* [Assignment] Please return each of the entries exactly, minus their pictures.

(Data in this exercise)

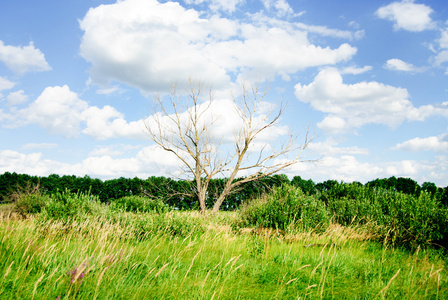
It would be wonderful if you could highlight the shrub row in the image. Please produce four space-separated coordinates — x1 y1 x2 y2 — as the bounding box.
235 184 330 233
10 181 448 251
235 183 448 251
0 172 290 210
14 190 203 240
2 172 447 209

(End Data in this exercise)

* [The answer]
It would be wonderful if you could highlight the shrub row in the image. Please produce four space-separated coordinates — x1 y1 x2 y2 — as the bounding box.
235 184 330 233
10 181 448 251
235 183 448 251
0 172 290 210
14 190 203 240
2 172 447 209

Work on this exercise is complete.